Task goal
Gather every line in the listing below that contains the word "seen", and copy each one without changes.

Material to process
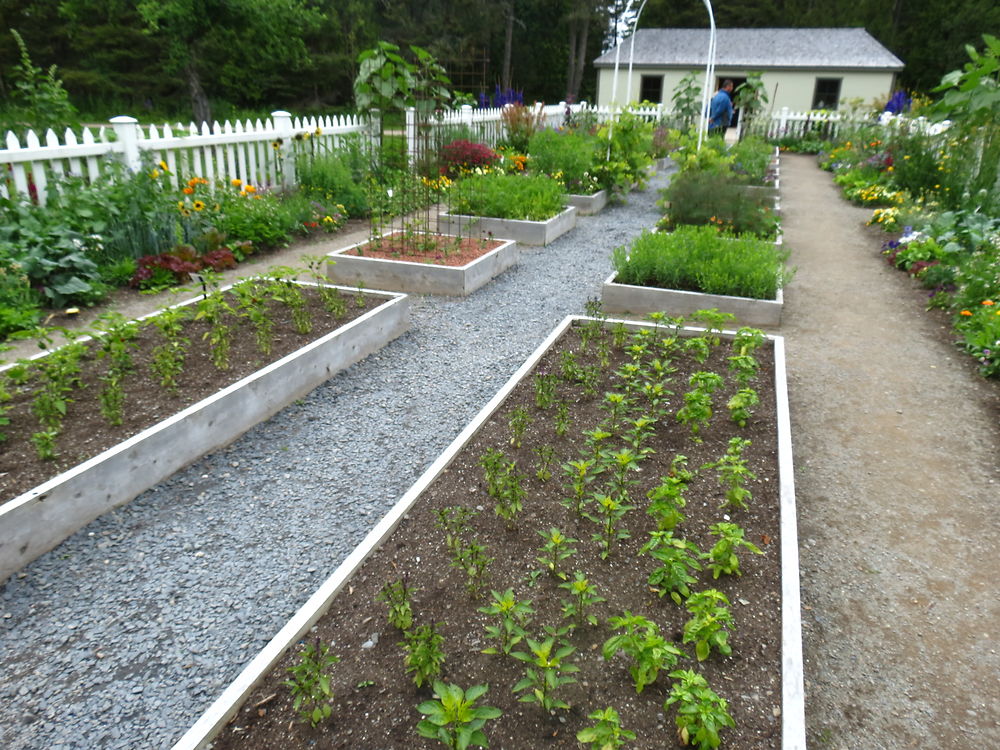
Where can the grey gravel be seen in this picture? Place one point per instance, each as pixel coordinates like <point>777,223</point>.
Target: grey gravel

--

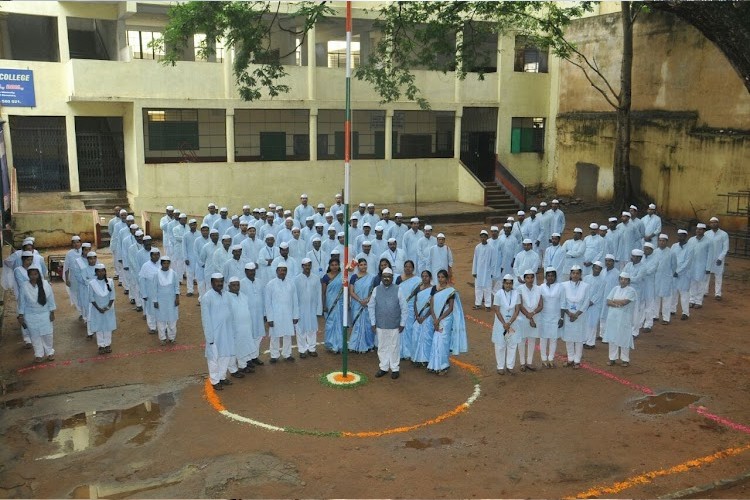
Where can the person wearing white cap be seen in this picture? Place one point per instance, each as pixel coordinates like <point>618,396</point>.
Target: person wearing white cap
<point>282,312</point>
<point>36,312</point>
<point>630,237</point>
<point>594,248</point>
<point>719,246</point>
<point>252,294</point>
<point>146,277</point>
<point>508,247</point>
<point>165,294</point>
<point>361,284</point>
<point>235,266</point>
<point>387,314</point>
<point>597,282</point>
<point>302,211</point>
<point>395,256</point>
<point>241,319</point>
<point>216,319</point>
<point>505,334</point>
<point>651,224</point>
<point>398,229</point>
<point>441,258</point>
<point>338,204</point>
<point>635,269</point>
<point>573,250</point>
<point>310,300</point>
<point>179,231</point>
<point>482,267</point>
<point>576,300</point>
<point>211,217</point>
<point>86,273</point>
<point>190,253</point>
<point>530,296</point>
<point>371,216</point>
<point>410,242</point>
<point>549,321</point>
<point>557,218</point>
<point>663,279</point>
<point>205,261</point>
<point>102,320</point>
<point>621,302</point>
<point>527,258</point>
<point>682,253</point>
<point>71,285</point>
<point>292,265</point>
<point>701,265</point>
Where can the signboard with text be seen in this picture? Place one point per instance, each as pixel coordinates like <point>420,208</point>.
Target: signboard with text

The output
Where can the grey gravel be seen in this picture? Place one point per instance, each as pixel coordinates like <point>777,223</point>.
Where can the person wearing white cap be seen in this picture? Place one point per instance, each as pixel coordinates like <point>618,396</point>.
Where can the signboard with text be seen in this picture? Place one point per instance, each as pixel coordinates like <point>420,208</point>.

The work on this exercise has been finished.